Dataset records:
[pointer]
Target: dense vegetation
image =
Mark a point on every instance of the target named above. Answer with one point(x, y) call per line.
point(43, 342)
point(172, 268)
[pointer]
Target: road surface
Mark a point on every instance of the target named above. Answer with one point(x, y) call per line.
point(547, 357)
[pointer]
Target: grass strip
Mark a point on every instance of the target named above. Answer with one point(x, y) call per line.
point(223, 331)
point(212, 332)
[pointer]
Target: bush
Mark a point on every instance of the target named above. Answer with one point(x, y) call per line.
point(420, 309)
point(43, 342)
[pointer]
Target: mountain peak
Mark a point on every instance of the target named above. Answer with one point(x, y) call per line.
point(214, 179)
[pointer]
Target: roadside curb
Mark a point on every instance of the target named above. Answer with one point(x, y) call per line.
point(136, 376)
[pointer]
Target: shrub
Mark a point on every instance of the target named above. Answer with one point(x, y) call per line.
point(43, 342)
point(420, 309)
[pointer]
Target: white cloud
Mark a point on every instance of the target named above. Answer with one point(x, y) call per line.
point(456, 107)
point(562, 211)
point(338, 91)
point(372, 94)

[Goal]: Write out the material above again, swapping "Mark" for "Place" everywhere it occurs and keeping everything else the same.

[Correct answer]:
[pointer]
Target: dense vegetation
image =
Place a point on every instance of the target named above. Answer with one point(x, y) call per line.
point(43, 342)
point(172, 268)
[pointer]
Target: road surface
Place a point on every instance of the target named above. Answer with one point(x, y) call per line.
point(547, 357)
[pointer]
Target: grass strip
Place a point on every instance of the target named above. Answer with one point(x, y) call per line.
point(223, 331)
point(212, 332)
[pointer]
Target: bush
Place a point on every instance of the target named above. Answer with one point(x, y) call per line.
point(420, 309)
point(43, 342)
[pointer]
Target: mountain peak
Place a point on every instance of the target named above. Answer with one point(x, y) call per line.
point(214, 179)
[pointer]
Target: roadside curb
Place a point on every instance of the target named above. Answer with one point(x, y) call per line.
point(136, 376)
[pointer]
Target: shrub
Place a point on every instance of the target named above. Answer with one point(x, y) call per line.
point(43, 342)
point(420, 309)
[pointer]
Target: white cloud
Place a point on every instance of the target named above. Answer with one point(x, y) call per line.
point(456, 107)
point(562, 211)
point(338, 91)
point(372, 94)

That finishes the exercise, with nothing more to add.